• Passage to read:
-------------------------

Is there a "protocol kernel" or "kernel of protocol"?

Is it possible to distill a “kernel” from protocols, potentially leading to a deeper understanding of their nature?

In computer science, a kernel forms the core of an operating system, managing communication between software and hardware. Similarly, in linear algebra, the kernel of a matrix is the set of all vectors that map to the zero vector when multiplied by the matrix.

The phrase “kernel of truth” implies that even within embellished or distorted statements, a core of truth persists, and an essential message can be extracted from surrounding noise.

So, is there an analogous “protocol kernel” or “kernel of protocol” that represents the essential principles or components common across different protocols? Or does each protocol category possess its own distinct, irreducible kernel?


In what direction(s) is the kernel convoluting?

Your mention of convolution hints at varying degrees of complexity. Can we draw an analogy between the kernel of a protocol and an OS microkernel, whereby the ‘convolution’ vector explains how a protocol’s fundamental principles might remain stable even as its overall complexity increases through new extensions or layers?

yea if protocol has kernel and protocol exist in some way in the operator, the kernel should exist in the operator. there might be a microkernel equiv in my mind when i do a handshake, question is how we describe it

What’s the kernel of a roommate-finding protocol then?

kernel might relate to expressed or unexpressed data, tested or untested statements of potential roommate, for RFP1 to have some basis

kernel might contain some superposition state of those that go into creating the next kernel

“Superradiance” and the concept of a “kernel of protocol” in human systems may share an interesting parallel.

In superradiance, specific quantum states exhibit resilience, maintaining coherence despite environmental fluctuations. Similarly, a robust protocol kernel enables human systems to withstand social, economic, or environmental stresses, ensuring that fundamental interactions remain functional and effective.

-------------------------

• Items:

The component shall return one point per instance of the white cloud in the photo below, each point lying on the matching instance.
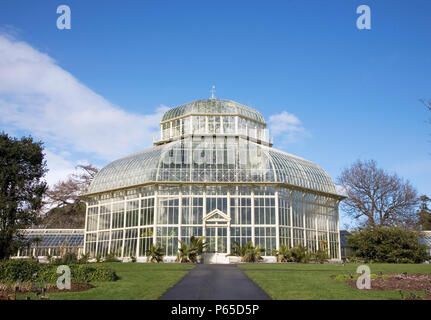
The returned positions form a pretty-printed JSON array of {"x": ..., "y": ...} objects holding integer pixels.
[
  {"x": 38, "y": 96},
  {"x": 286, "y": 127},
  {"x": 59, "y": 167}
]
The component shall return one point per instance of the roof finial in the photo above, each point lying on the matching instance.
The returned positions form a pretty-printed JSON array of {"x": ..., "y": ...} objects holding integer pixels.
[{"x": 212, "y": 92}]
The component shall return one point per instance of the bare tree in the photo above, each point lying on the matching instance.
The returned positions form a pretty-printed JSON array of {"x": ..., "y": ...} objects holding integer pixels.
[
  {"x": 67, "y": 192},
  {"x": 65, "y": 208},
  {"x": 427, "y": 104},
  {"x": 376, "y": 198}
]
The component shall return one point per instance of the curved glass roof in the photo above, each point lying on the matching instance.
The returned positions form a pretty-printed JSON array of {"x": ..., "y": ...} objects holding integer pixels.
[
  {"x": 211, "y": 160},
  {"x": 55, "y": 237},
  {"x": 213, "y": 106}
]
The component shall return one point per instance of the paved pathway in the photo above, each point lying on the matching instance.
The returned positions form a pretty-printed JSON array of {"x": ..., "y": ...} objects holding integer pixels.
[{"x": 215, "y": 282}]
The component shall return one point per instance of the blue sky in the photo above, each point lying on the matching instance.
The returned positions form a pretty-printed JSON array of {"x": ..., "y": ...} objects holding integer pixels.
[{"x": 97, "y": 91}]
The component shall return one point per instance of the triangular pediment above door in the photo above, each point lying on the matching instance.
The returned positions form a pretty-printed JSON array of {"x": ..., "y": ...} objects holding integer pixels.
[{"x": 216, "y": 216}]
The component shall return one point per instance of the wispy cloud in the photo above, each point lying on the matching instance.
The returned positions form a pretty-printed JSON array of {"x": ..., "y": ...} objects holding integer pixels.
[
  {"x": 38, "y": 96},
  {"x": 286, "y": 127}
]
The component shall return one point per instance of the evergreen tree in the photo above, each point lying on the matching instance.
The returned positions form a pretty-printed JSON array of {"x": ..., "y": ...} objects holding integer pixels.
[{"x": 22, "y": 166}]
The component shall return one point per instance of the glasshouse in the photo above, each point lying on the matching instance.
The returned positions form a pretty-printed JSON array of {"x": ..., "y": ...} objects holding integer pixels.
[
  {"x": 51, "y": 242},
  {"x": 212, "y": 173}
]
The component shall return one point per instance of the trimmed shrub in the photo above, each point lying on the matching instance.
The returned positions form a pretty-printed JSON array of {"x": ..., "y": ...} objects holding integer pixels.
[
  {"x": 23, "y": 270},
  {"x": 387, "y": 244},
  {"x": 26, "y": 270}
]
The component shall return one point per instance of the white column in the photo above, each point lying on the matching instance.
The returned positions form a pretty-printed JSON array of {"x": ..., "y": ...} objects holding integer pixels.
[
  {"x": 138, "y": 244},
  {"x": 97, "y": 230},
  {"x": 236, "y": 125},
  {"x": 303, "y": 223},
  {"x": 253, "y": 228},
  {"x": 291, "y": 222},
  {"x": 110, "y": 227},
  {"x": 317, "y": 232},
  {"x": 124, "y": 228},
  {"x": 204, "y": 210},
  {"x": 156, "y": 206},
  {"x": 338, "y": 231},
  {"x": 228, "y": 226},
  {"x": 327, "y": 235},
  {"x": 180, "y": 206},
  {"x": 85, "y": 227},
  {"x": 277, "y": 222}
]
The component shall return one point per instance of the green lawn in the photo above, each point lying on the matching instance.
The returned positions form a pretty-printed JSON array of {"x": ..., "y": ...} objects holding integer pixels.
[
  {"x": 137, "y": 281},
  {"x": 312, "y": 281}
]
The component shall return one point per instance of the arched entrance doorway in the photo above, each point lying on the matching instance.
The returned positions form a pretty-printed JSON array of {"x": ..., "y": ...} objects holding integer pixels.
[{"x": 217, "y": 235}]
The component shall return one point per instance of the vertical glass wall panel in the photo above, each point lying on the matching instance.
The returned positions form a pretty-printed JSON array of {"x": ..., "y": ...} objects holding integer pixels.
[
  {"x": 103, "y": 243},
  {"x": 333, "y": 244},
  {"x": 298, "y": 237},
  {"x": 117, "y": 242},
  {"x": 91, "y": 242},
  {"x": 264, "y": 211},
  {"x": 166, "y": 127},
  {"x": 168, "y": 210},
  {"x": 216, "y": 203},
  {"x": 146, "y": 240},
  {"x": 132, "y": 213},
  {"x": 131, "y": 238},
  {"x": 199, "y": 123},
  {"x": 192, "y": 210},
  {"x": 118, "y": 215},
  {"x": 285, "y": 237},
  {"x": 241, "y": 235},
  {"x": 221, "y": 240},
  {"x": 297, "y": 217},
  {"x": 311, "y": 240},
  {"x": 105, "y": 217},
  {"x": 240, "y": 210},
  {"x": 228, "y": 124},
  {"x": 284, "y": 211},
  {"x": 264, "y": 191},
  {"x": 167, "y": 237},
  {"x": 265, "y": 239},
  {"x": 187, "y": 232},
  {"x": 147, "y": 211},
  {"x": 92, "y": 218}
]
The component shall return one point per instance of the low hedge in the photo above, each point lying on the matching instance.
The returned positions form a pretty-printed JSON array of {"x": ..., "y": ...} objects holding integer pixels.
[{"x": 27, "y": 270}]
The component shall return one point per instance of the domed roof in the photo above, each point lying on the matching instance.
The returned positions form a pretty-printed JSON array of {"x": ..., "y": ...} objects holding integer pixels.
[
  {"x": 213, "y": 106},
  {"x": 178, "y": 162}
]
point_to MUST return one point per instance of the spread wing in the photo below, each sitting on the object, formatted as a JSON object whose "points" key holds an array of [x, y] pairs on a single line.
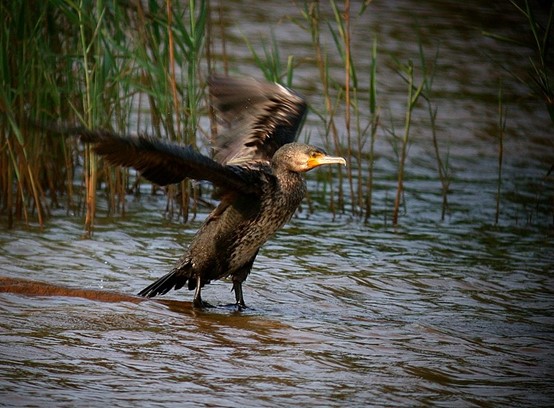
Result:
{"points": [[258, 118], [165, 163]]}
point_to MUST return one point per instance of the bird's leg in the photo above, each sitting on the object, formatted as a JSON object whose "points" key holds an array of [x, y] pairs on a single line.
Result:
{"points": [[237, 288], [197, 301]]}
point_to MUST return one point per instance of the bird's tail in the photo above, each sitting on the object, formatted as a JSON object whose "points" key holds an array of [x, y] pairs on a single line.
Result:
{"points": [[175, 279]]}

-------------------------

• Objectives:
A) In the protocol kernel discussion, what does the kernel of a matrix consist of in linear algebra?
B) Condense the paragraph of the protocol kernel discussion beginning "In computer science, a kernel forms the core" into a short bulleted list that keeps its main facts.
C) Reproduce word for word the part of the protocol kernel discussion that opens with the words containing "So, is there" and closes with "extensions or layers?".

• Answers to the exercise:
A) The set of all vectors that map to the zero vector when multiplied by the matrix.

B)
- Computer science: a kernel is the core of an operating system and manages communication between software and hardware.
- Linear algebra: a matrix's kernel is the set of all vectors that map to the zero vector when multiplied by the matrix.

C)
So, is there an analogous “protocol kernel” or “kernel of protocol” that represents the essential principles or components common across different protocols? Or does each protocol category possess its own distinct, irreducible kernel?


In what direction(s) is the kernel convoluting?

Your mention of convolution hints at varying degrees of complexity. Can we draw an analogy between the kernel of a protocol and an OS microkernel, whereby the ‘convolution’ vector explains how a protocol’s fundamental principles might remain stable even as its overall complexity increases through new extensions or layers?